Soziale Gerechtigkeit in den Mittelpunkt stellen

Der Bundesvorsitzende der Linken Bernd Riexinger plädierte für mehr Umverteilung und eine Verbesserung der Daseinsfürsorge.

12.05.2017 von Michael Frammelsberger, Schwäbisches Tagblatt
 

Foto: Haas, (von links Bernd Riexinger, Jessica Tatti, Wolfgang Kohla)

Reutlingen sei ein gutes Pflaster für den Wahlkampfauftakt, befand Linke-Bundesvorsitzender Bernd Riexinger am Mittwochabend vor rund 30 Zuhörern in der Kaiserhalle. Auch vor der letzten Bundestagswahl sprach er hier, anschließend wurden die Linken drittstärkste Kraft im Land – ein Ergebnis, dass Riexinger gerne wiederholen würde.

„Für soziale Gerechtigkeit sind wir Linken Experten“, betont Riexinger. Um diese Gerechtigkeit zu verbessern, hat seine Partei viele Forderungen: So will die Linke einen Mindestlohn von 12 Euro pro Stunde – von den aktuellen 8,84 könne niemand leben. Deutschland sei bei der Minimalbezahlung europaweit im unteren Drittel, selbst in Nordirland würden „Lohnabhängige“ mehr verdienen, kritisiert der Bundesvorsitzende. „Wir sollten nicht Export-Weltmeister, sondern bei den Löhnen führend sein!“

Seit 1995 sei das volkswirtschaftliche Einkommen um 30 Prozent gestiegen, sagt der Linken-Chef. Bei den Löhnen habe es aber nur ein Plus von 8 Prozent gegeben, bei den Niedrigverdienern sei die Bezahlung sogar um 10 Prozent gesunken. „Die Folge sind prekäre Arbeitsverhältnisse“, so Riexinger. Leiharbeit sei moderne Sklaverei, Werkverträge dienten nur dem Lohndumping und der Tarifflucht. „Es muss wieder normal sein, dass die Menschen sozialversicherungspflichtig und tariflich beschäftigt sind“, betont Riexinger.

In Deutschland gebe es strukturelle Unter- und Überbeschäftigung, sagt der Gewerkschaftssekretär. Deshalb fordert die Linke eine durchschnittliche Arbeitszeit von 30 Stunden pro Woche, „so das alle davon leben können“. Außerdem müsse eine drastische Änderung in der Rentenpolitik her. „Im Jahr 2030 werden die Hälfte der Rentner nur 800 Euro bekommen“, so Riexinger. Es lohne sich ein Blick nach Österreich, dort sei die Rente durchschnittlich um 800 Euro höher. „Der kriminelle Schmu der Riester-Rente muss weg und dafür eine paritätische Finanzierung wiederhergestellt werden“, fordert der Linken-Chef. In diese sollen alle Arbeitnehmer einzahlen, außerdem fordert die Partei eine Mindestrente von 1050 Euro. Ähnliche Vorschläge haben die Linken für die Krankenkassen.

„Wir haben eine große Misere im öffentlichen Bereich“, sagt Riexinger. Im Gesundheits- und Pflegesystem sowie dem Bildungswesen fehlten hunderttausende Arbeitskräfte, es herrschten katastrophale Zustände. „Hier müssen wir deutlich mehr Geld in die Hand nehmen“, fordert Riexinger.

- **GEGEBENE INFORMATIONEN**

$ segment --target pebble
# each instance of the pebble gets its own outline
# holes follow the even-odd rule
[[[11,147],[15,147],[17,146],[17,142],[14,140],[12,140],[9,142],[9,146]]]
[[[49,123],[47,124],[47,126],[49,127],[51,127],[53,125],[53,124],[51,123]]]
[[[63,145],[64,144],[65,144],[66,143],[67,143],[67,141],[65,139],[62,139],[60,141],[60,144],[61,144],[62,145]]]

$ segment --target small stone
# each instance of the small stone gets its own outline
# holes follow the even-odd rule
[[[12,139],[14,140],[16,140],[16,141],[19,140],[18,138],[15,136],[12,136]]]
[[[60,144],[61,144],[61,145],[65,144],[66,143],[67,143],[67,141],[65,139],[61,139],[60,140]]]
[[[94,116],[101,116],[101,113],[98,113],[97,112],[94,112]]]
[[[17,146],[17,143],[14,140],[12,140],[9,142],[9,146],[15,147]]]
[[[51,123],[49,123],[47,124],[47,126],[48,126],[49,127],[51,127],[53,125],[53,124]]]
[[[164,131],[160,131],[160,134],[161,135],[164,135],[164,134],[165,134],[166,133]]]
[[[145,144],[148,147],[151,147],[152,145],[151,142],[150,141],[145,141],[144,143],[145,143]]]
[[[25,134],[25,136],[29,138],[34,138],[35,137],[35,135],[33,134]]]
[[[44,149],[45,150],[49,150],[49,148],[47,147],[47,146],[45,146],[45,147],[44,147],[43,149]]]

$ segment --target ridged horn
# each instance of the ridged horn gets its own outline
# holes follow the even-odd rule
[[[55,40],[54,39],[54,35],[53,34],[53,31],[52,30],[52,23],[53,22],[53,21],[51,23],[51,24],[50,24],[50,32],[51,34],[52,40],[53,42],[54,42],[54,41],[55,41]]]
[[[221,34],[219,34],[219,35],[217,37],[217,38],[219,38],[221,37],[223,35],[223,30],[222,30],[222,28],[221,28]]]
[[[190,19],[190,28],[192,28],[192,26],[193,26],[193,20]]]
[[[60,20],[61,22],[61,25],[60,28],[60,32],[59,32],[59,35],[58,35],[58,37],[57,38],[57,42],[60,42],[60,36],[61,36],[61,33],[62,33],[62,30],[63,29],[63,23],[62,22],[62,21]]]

- **VORGEGEBENES ZIEL 1**
Beantworten Sie anhand des Artikels zum Wahlkampfauftakt in Reutlingen:
(a) Vor wie vielen Zuhörern sprach Riexinger in der Kaiserhalle?
(b) Welche Mindestrente fordert die Partei?
(c) Welche durchschnittliche Wochenarbeitszeit verlangt die Linke?
- **VORGEGEBENES ZIEL 2**
Listen Sie sämtliche Prozentangaben aus dem Artikel zum Wahlkampfauftakt in Reutlingen auf, jeweils mit der Größe, auf die sie sich beziehen.
- **VORGEGEBENES ZIEL 3**
Führen Sie den Artikel zum Wahlkampfauftakt in Reutlingen im Anschluss an seinen letzten Satz weiter.
Die Zeilen werden für die Bearbeitung nicht benötigt.

- **AUSGABE 1**
(a) Vor rund 30 Zuhörern.
(b) 1050 Euro.
(c) 30 Stunden pro Woche.

- **AUSGABE 2**
- 30 Prozent: Anstieg des volkswirtschaftlichen Einkommens seit 1995
- 8 Prozent: Plus bei den Löhnen
- 10 Prozent: Rückgang der Bezahlung bei den Niedrigverdienern

- **AUSGABE 3**
Um all diese Programme finanzieren zu könne, will die Linke eine Vermögenssteuer einführen. „Wir müssen den Mut haben, den Reichen in die Taschen zu greifen“, sagt Riexinger. Nur so könne man dem „finanzgetriebenen Kapitalismus“ entgegentreten. Die Linke habe als einzige Partei ein realistisches Wirtschaftskonzept, mit dem eine gerechtere Gesellschaft finanzieren werden könne.

Die Politik der Linken stehe auf zwei Beinen, sagt Riexinger. Neben den sozialen Forderungen sei auch die Friedenspolitik ein wichtiges Standbein – und Frieden sei nur durch Abrüstung möglich. Außerdem dürfe die Bundeswehr nicht im Ausland eingesetzt werden. Dies sei bei möglichen Koalitionen nicht verhandelbar. „Der Zug muss in eine grundsätzlich andere Richtung gehen und nicht nur der Zugführer ausgewechselt werden.“

 

Tatti mit aussichtsreichen Chancen auf Mandat

Die Reutlinger Gemeinderätin Jessica Tatti tritt im hiesigen Wahlkreis als Direktkandidatin der Linken an – und sie steht auf Platz 5 der Landesliste. Damit hat sie gute Chancen auf einen Einzug in den Bundestag, aktuell verteten genau fünf Linke aus dem Ländle die Interessen der Wähler in Berlin. „Es ist gut, dass wir von einer jungen, taffen Frau vertreten werden“, sagte Kreisvorstand Günter Herbig mit Blick auf den Alterdurchschnitt beim Wahlkampfauftakt am Mittwoch in der Kaiserhalle.

Tatti kündigte an, dass die Linke im Wahlkampf auf die Menschen zugehen werde, um sie von ihren Forderungen zu überzeugen. „Wir sind die politische Kraft für soziale Gerechtigkeit“, betont Tatti. Alle Menschen müssten von ihrer Arbeit leben können, Alters- und Kinderarmut müsse bekämpft werden. Außerdem dürfe Deutschland nicht wie bisher die anderen Länder in der EU wirtschaftlich in die Ecke drängen. Eine Vermögenssteuer sei zur Lösung der Probleme im Land notwendig.